= O que fazer =
a) Imprima sem nenhuma alteração o trecho da matéria sobre as fusões no Cade, começando em "Se esse número" e seguindo até "o estoque aumentou.".
b) Nos registros, troque "thickest" por "widest" da linha com "[mark] center of" até o fim dos registros. Mostre só essas linhas, sem nenhuma outra mudança.

= Documento =
——————————

O aquecimento dos negócios no Brasil foi confirmado pelo Conselho Administrativo de Defesa Econômica (Cade). O órgão antitruste recebeu 384 novas fusões e aquisições, entre janeiro e julho deste ano. A expectativa é ultrapassar 700 até o fim de 2010.
Se esse número for confirmado, ele vai representar, de um lado, um novo recorde e, de outro, um grande desafio. Recorde, pois em nenhum ano o órgão antitruste rompeu a barreira de 700 fusões e aquisições. O pico de fusões foi registrado em 2000, quando 668 negócios foram submetidos para julgamento. Desafio, porque será difícil o Cade julgar mais casos do que recebe. No primeiro semestre de 2009, o órgão antitruste recebeu 216 fusões e julgou 269, eliminando até parte de seu estoque. No primeiro semestre deste ano, a situação se inverteu. Foram julgadas 279 fusões, mas o Cade recebeu 341. Ou seja, o estoque aumentou.
“Esse ‘boom’ de fusões decorre do reposicionamento dos investimentos em todo mundo após a crise”, afirmou ao Valor o presidente do Cade, Arthur Badin. Para ele, muitas empresas estão buscando oportunidades em novos mercados e o Brasil se destaca nesse cenário.
“Sem dúvida, há uma correlação entre o número fusões e aquisições registrados no Cade e o aquecimento dos negócios”, avaliou o economista João Paulo Garcia Leal, que atua em vários processos perante o conselho. “Mas, a menos que se acredite que esse aumento vai durar pouco, o Cade deveria estar mais bem equipado, sobretudo com mais pessoal, melhor preparado e estável”, completou Leal, referindo-se à alta rotatividade de assessores no órgão antitruste.
Para Badin, o problema está na Lei de Defesa da Concorrência (nº 8.884), que define prazos e procedimentos para o julgamento de fusões e aquisições. A lei exige que cada negócio passe por pelo menos três órgãos: o Cade e as secretarias de Direito e de Acompanhamento Econômico (SDE e Seae) dos ministérios da Justiça e da Fazenda. “A lei é extremamente lenta e burocrática”, disse o presidente do Cade.
Badin dedicou praticamente todo o seu mandato, que vai terminar em novembro, para a aprovação de uma nova lei antitruste. O objetivo é dar maior estrutura para o Cade, que passaria a contar com funcionários de carreira e com boa parte da atual equipe da SDE. Além disso, a nova lei faria com que as fusões passassem apenas pelo Cade, tirando os negócios dos “guichês” da Seae e da SDE. Por fim, as fusões seriam aprovadas previamente, e não depois de realizadas, como acontece hoje.

——————————

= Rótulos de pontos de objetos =
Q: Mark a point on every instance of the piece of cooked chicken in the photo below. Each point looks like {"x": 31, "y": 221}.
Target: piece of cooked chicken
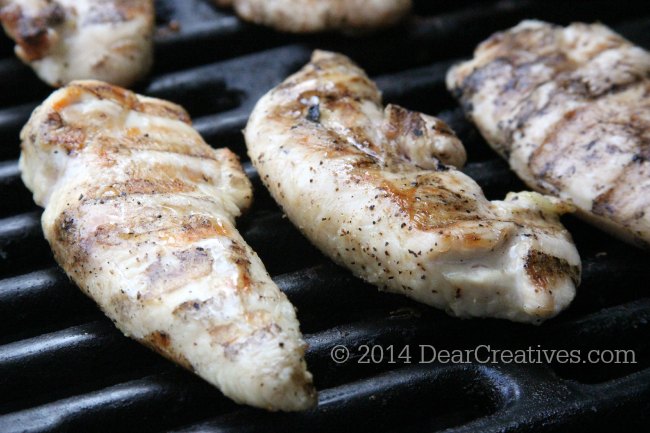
{"x": 304, "y": 16}
{"x": 569, "y": 109}
{"x": 372, "y": 189}
{"x": 140, "y": 213}
{"x": 65, "y": 40}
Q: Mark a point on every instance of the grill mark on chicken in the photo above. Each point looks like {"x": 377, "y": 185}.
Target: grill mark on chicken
{"x": 64, "y": 40}
{"x": 171, "y": 272}
{"x": 160, "y": 342}
{"x": 577, "y": 124}
{"x": 140, "y": 213}
{"x": 377, "y": 189}
{"x": 544, "y": 269}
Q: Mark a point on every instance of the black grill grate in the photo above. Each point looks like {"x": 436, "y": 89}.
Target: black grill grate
{"x": 64, "y": 367}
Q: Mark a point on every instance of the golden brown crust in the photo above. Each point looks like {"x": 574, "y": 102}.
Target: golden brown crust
{"x": 569, "y": 108}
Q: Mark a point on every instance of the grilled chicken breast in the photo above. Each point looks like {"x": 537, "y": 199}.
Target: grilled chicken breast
{"x": 302, "y": 16}
{"x": 65, "y": 40}
{"x": 140, "y": 213}
{"x": 569, "y": 109}
{"x": 376, "y": 189}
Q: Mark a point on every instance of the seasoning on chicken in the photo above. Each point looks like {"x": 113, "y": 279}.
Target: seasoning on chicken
{"x": 140, "y": 213}
{"x": 376, "y": 189}
{"x": 304, "y": 16}
{"x": 65, "y": 40}
{"x": 569, "y": 109}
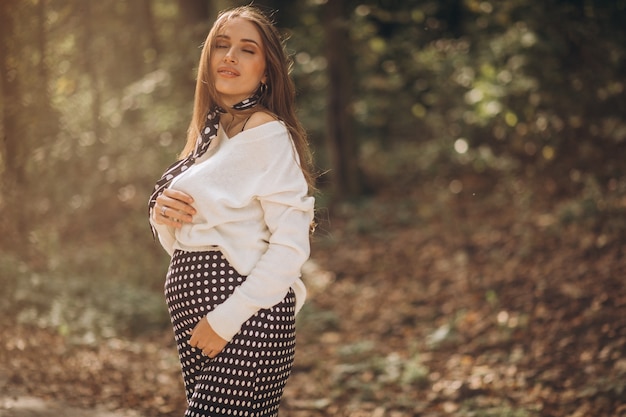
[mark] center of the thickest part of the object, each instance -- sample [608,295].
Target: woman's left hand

——————————

= Respostas =
a)
Se esse número for confirmado, ele vai representar, de um lado, um novo recorde e, de outro, um grande desafio. Recorde, pois em nenhum ano o órgão antitruste rompeu a barreira de 700 fusões e aquisições. O pico de fusões foi registrado em 2000, quando 668 negócios foram submetidos para julgamento. Desafio, porque será difícil o Cade julgar mais casos do que recebe. No primeiro semestre de 2009, o órgão antitruste recebeu 216 fusões e julgou 269, eliminando até parte de seu estoque. No primeiro semestre deste ano, a situação se inverteu. Foram julgadas 279 fusões, mas o Cade recebeu 341. Ou seja, o estoque aumentou.

b)
[mark] center of the widest part of the object, each instance -- sample [608,295].
Target: woman's left hand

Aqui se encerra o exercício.